[Excerpts from a location annotation dataset]

####################

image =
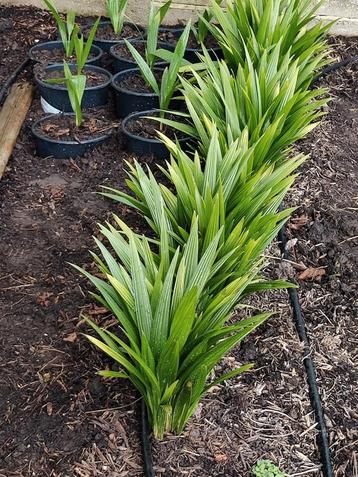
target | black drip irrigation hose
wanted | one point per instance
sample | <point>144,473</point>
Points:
<point>322,438</point>
<point>316,403</point>
<point>323,443</point>
<point>146,446</point>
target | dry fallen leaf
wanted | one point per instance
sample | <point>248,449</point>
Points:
<point>297,223</point>
<point>49,408</point>
<point>98,310</point>
<point>71,338</point>
<point>312,273</point>
<point>43,298</point>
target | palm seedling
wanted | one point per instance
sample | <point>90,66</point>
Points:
<point>83,47</point>
<point>169,81</point>
<point>116,10</point>
<point>271,100</point>
<point>257,25</point>
<point>174,293</point>
<point>65,28</point>
<point>201,29</point>
<point>76,82</point>
<point>76,85</point>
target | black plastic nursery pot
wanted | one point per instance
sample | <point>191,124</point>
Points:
<point>127,101</point>
<point>57,96</point>
<point>121,64</point>
<point>94,58</point>
<point>62,149</point>
<point>106,45</point>
<point>141,145</point>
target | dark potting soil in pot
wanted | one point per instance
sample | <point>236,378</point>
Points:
<point>57,55</point>
<point>170,37</point>
<point>137,84</point>
<point>147,128</point>
<point>63,128</point>
<point>106,32</point>
<point>94,78</point>
<point>122,51</point>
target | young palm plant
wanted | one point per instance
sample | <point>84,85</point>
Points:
<point>76,84</point>
<point>255,25</point>
<point>169,81</point>
<point>271,100</point>
<point>83,48</point>
<point>116,10</point>
<point>173,294</point>
<point>65,28</point>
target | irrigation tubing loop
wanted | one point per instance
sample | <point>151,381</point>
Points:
<point>323,442</point>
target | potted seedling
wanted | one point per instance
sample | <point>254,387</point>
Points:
<point>53,86</point>
<point>138,89</point>
<point>115,29</point>
<point>141,128</point>
<point>122,56</point>
<point>199,36</point>
<point>70,135</point>
<point>54,52</point>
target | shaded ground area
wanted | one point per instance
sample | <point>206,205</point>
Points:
<point>326,230</point>
<point>58,419</point>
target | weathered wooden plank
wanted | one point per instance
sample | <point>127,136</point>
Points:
<point>12,116</point>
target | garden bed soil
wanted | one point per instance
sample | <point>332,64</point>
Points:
<point>136,83</point>
<point>59,419</point>
<point>147,128</point>
<point>105,32</point>
<point>63,128</point>
<point>93,78</point>
<point>57,55</point>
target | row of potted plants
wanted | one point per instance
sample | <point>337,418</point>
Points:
<point>175,292</point>
<point>145,80</point>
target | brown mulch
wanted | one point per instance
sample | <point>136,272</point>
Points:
<point>58,419</point>
<point>324,235</point>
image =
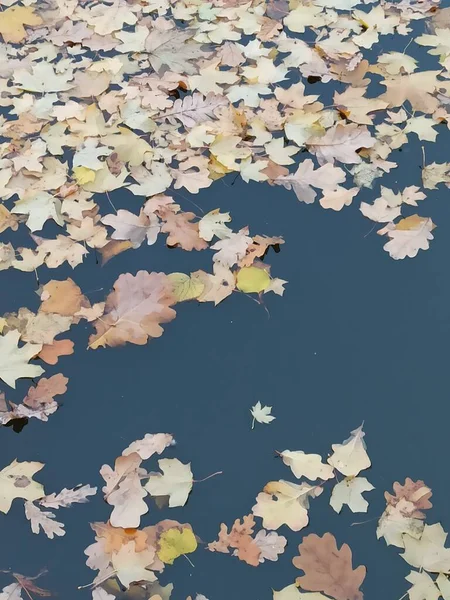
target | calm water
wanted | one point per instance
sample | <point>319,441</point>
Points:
<point>357,336</point>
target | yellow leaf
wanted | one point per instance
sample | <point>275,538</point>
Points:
<point>185,288</point>
<point>173,543</point>
<point>252,279</point>
<point>12,21</point>
<point>83,175</point>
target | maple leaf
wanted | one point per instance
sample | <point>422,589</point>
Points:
<point>151,443</point>
<point>181,231</point>
<point>233,248</point>
<point>408,236</point>
<point>291,592</point>
<point>261,414</point>
<point>176,542</point>
<point>326,177</point>
<point>168,50</point>
<point>17,482</point>
<point>213,224</point>
<point>130,565</point>
<point>417,88</point>
<point>175,482</point>
<point>39,209</point>
<point>134,310</point>
<point>412,491</point>
<point>428,552</point>
<point>62,297</point>
<point>350,457</point>
<point>328,569</point>
<point>307,465</point>
<point>349,491</point>
<point>194,109</point>
<point>50,353</point>
<point>12,21</point>
<point>14,361</point>
<point>124,491</point>
<point>271,545</point>
<point>398,520</point>
<point>44,519</point>
<point>356,106</point>
<point>185,287</point>
<point>129,226</point>
<point>67,497</point>
<point>340,143</point>
<point>282,502</point>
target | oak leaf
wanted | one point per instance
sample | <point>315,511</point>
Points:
<point>349,491</point>
<point>175,481</point>
<point>16,482</point>
<point>12,21</point>
<point>350,457</point>
<point>282,502</point>
<point>340,143</point>
<point>43,519</point>
<point>307,465</point>
<point>14,360</point>
<point>135,310</point>
<point>50,353</point>
<point>328,569</point>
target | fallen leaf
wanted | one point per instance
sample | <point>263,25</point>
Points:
<point>16,482</point>
<point>175,482</point>
<point>328,569</point>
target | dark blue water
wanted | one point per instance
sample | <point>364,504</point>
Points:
<point>356,337</point>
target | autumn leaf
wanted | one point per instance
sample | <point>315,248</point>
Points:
<point>307,465</point>
<point>282,502</point>
<point>261,414</point>
<point>43,519</point>
<point>16,481</point>
<point>50,353</point>
<point>240,540</point>
<point>176,542</point>
<point>408,236</point>
<point>351,457</point>
<point>349,491</point>
<point>340,143</point>
<point>175,481</point>
<point>134,311</point>
<point>328,569</point>
<point>14,360</point>
<point>12,21</point>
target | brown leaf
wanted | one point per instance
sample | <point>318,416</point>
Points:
<point>45,390</point>
<point>328,569</point>
<point>113,248</point>
<point>181,231</point>
<point>51,352</point>
<point>62,298</point>
<point>415,492</point>
<point>240,538</point>
<point>135,310</point>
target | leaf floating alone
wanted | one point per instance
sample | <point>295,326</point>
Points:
<point>261,414</point>
<point>350,457</point>
<point>135,310</point>
<point>252,280</point>
<point>176,542</point>
<point>328,569</point>
<point>16,482</point>
<point>175,481</point>
<point>14,360</point>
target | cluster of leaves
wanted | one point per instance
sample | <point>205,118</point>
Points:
<point>129,556</point>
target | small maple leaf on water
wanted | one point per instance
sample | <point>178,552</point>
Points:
<point>261,414</point>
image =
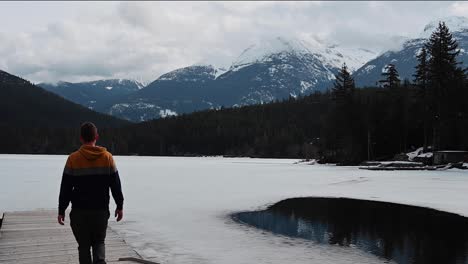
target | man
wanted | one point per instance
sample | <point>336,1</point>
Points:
<point>88,175</point>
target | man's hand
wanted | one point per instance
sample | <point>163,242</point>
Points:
<point>61,219</point>
<point>119,214</point>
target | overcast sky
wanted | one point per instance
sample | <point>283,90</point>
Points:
<point>77,41</point>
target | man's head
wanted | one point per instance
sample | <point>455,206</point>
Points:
<point>88,133</point>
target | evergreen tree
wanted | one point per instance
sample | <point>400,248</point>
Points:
<point>343,87</point>
<point>391,77</point>
<point>421,75</point>
<point>444,83</point>
<point>421,81</point>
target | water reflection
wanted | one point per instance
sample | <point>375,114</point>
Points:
<point>401,233</point>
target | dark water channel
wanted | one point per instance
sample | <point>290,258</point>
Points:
<point>401,233</point>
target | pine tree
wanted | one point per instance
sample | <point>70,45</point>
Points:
<point>421,81</point>
<point>391,77</point>
<point>444,77</point>
<point>343,87</point>
<point>421,75</point>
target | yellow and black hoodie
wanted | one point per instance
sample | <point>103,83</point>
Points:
<point>88,175</point>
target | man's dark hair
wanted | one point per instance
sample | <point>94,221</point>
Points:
<point>88,132</point>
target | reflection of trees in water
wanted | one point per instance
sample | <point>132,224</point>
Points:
<point>404,234</point>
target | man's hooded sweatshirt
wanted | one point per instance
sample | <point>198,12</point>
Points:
<point>88,175</point>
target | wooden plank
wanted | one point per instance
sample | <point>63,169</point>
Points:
<point>34,237</point>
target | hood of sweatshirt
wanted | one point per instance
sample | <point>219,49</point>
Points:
<point>92,152</point>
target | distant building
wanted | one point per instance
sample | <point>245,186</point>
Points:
<point>449,156</point>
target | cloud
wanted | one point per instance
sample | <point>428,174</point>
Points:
<point>84,41</point>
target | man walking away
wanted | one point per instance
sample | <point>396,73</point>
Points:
<point>88,175</point>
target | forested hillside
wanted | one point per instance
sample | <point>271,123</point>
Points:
<point>37,121</point>
<point>346,125</point>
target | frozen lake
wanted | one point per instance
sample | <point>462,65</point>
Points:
<point>177,209</point>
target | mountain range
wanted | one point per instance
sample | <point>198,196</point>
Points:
<point>269,70</point>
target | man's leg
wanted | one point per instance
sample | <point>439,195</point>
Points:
<point>98,236</point>
<point>81,231</point>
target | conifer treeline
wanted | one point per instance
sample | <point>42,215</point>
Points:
<point>345,125</point>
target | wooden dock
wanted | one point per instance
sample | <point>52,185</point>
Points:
<point>36,237</point>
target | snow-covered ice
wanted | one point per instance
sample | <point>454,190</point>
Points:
<point>177,209</point>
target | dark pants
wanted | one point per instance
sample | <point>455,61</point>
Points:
<point>89,228</point>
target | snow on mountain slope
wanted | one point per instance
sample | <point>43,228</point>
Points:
<point>268,70</point>
<point>93,94</point>
<point>332,55</point>
<point>405,58</point>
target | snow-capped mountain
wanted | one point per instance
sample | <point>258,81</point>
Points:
<point>265,71</point>
<point>179,91</point>
<point>94,94</point>
<point>279,68</point>
<point>405,58</point>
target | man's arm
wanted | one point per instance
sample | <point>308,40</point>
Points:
<point>116,189</point>
<point>66,188</point>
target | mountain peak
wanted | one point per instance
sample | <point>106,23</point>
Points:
<point>454,23</point>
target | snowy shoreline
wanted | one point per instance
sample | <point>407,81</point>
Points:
<point>177,208</point>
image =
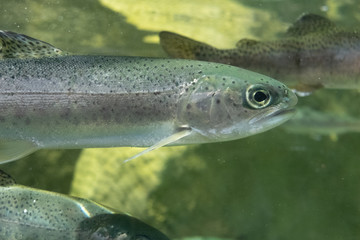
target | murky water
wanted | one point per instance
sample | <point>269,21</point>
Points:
<point>275,185</point>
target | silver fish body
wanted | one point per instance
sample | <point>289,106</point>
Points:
<point>28,213</point>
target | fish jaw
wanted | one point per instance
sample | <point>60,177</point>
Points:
<point>239,107</point>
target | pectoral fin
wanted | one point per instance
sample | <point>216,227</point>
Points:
<point>11,150</point>
<point>183,132</point>
<point>14,45</point>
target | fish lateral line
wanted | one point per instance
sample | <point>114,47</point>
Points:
<point>181,133</point>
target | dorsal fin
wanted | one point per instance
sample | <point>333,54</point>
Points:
<point>14,45</point>
<point>6,179</point>
<point>310,23</point>
<point>178,46</point>
<point>243,43</point>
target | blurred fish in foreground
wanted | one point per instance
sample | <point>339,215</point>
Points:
<point>28,213</point>
<point>317,123</point>
<point>313,54</point>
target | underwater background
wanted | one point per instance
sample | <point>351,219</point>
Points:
<point>274,185</point>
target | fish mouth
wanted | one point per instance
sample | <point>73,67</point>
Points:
<point>274,118</point>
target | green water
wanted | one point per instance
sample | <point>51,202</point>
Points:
<point>274,185</point>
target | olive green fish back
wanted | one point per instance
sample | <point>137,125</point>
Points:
<point>6,179</point>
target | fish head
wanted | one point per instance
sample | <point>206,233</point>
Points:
<point>117,227</point>
<point>240,103</point>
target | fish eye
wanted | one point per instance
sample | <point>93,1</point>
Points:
<point>141,237</point>
<point>257,97</point>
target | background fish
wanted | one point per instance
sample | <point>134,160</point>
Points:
<point>97,101</point>
<point>28,213</point>
<point>314,53</point>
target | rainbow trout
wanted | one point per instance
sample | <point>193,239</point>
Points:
<point>28,213</point>
<point>314,53</point>
<point>49,99</point>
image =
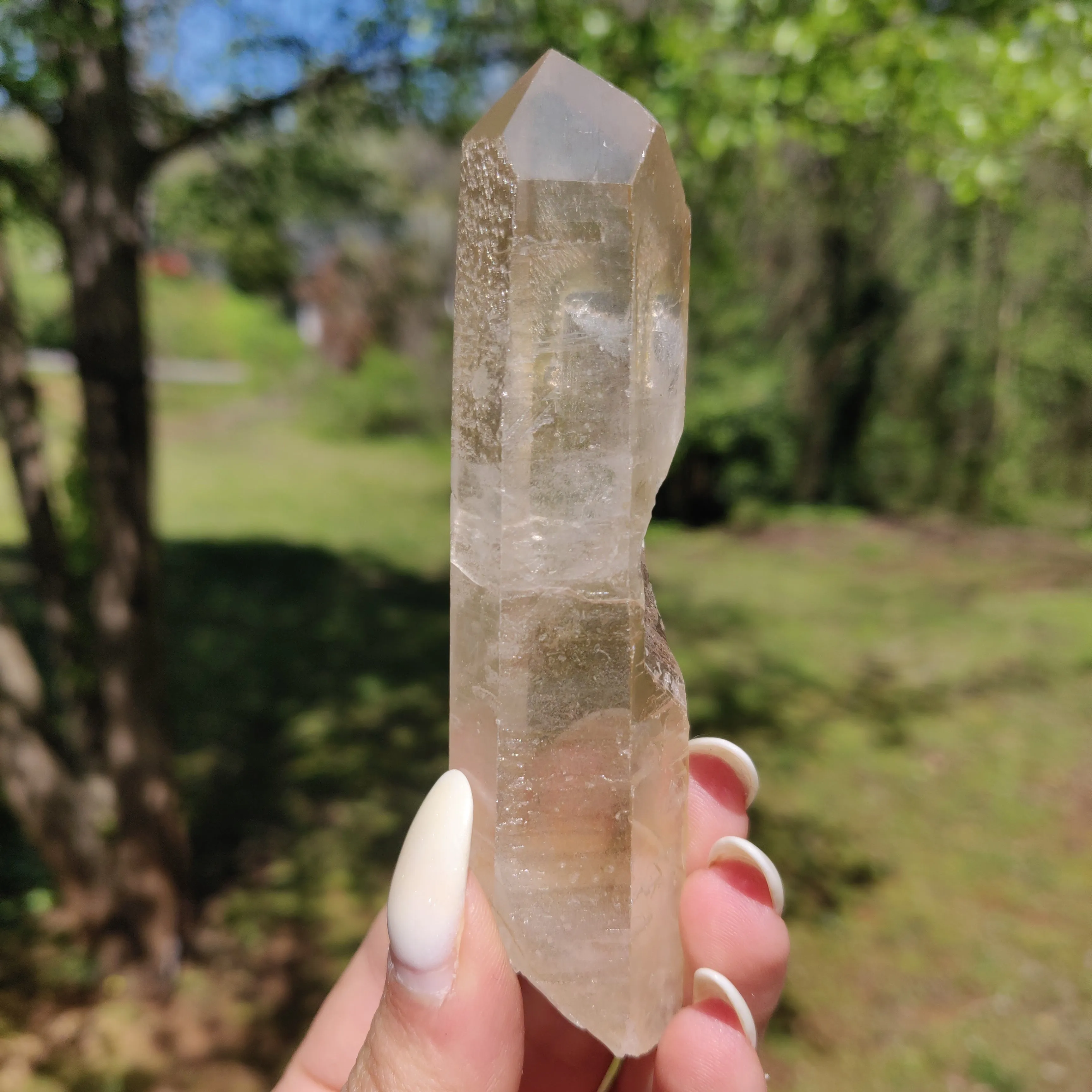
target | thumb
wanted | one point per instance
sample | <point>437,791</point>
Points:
<point>452,1016</point>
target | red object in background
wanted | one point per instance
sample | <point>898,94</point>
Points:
<point>174,264</point>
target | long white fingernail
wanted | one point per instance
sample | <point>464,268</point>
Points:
<point>713,986</point>
<point>734,757</point>
<point>428,891</point>
<point>740,849</point>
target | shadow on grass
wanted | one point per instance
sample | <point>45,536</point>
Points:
<point>308,692</point>
<point>308,701</point>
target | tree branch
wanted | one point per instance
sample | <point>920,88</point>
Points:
<point>198,130</point>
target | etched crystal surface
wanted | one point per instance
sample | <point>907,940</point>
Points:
<point>568,713</point>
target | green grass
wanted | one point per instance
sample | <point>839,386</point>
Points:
<point>918,698</point>
<point>924,693</point>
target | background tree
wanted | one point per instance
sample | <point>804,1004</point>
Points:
<point>96,794</point>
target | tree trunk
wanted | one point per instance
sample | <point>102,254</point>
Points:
<point>65,817</point>
<point>22,429</point>
<point>103,168</point>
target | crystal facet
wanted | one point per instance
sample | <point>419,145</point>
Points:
<point>568,713</point>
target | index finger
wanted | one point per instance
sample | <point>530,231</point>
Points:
<point>723,785</point>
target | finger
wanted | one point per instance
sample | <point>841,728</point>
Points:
<point>558,1054</point>
<point>706,1050</point>
<point>729,923</point>
<point>452,1014</point>
<point>330,1048</point>
<point>723,785</point>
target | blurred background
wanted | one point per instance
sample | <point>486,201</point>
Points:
<point>872,554</point>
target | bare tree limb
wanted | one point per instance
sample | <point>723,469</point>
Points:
<point>247,108</point>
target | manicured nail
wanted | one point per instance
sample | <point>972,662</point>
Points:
<point>428,891</point>
<point>740,849</point>
<point>711,986</point>
<point>732,756</point>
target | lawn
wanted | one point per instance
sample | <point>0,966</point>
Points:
<point>918,698</point>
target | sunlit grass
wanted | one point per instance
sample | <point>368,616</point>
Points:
<point>920,693</point>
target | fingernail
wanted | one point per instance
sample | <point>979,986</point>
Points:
<point>740,849</point>
<point>711,986</point>
<point>428,891</point>
<point>732,756</point>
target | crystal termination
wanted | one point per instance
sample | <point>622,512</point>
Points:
<point>568,713</point>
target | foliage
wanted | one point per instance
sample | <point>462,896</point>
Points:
<point>380,398</point>
<point>843,161</point>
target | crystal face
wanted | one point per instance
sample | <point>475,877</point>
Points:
<point>568,713</point>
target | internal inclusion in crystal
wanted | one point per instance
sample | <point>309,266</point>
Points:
<point>568,713</point>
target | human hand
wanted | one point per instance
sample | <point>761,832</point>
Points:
<point>440,1008</point>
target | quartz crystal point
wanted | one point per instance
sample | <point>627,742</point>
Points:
<point>568,713</point>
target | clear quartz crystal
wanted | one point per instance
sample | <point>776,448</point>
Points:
<point>568,713</point>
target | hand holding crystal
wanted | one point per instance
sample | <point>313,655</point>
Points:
<point>432,995</point>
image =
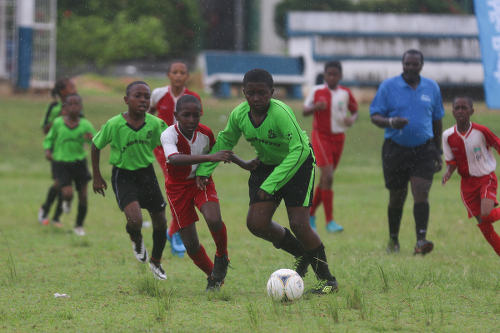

####################

→ Task details: Find every line in the listing that contains the word "brown", treating uppercase and lowercase as different, and copy each of those lines.

→ Exercise output:
target | brown mulch
target | brown leaf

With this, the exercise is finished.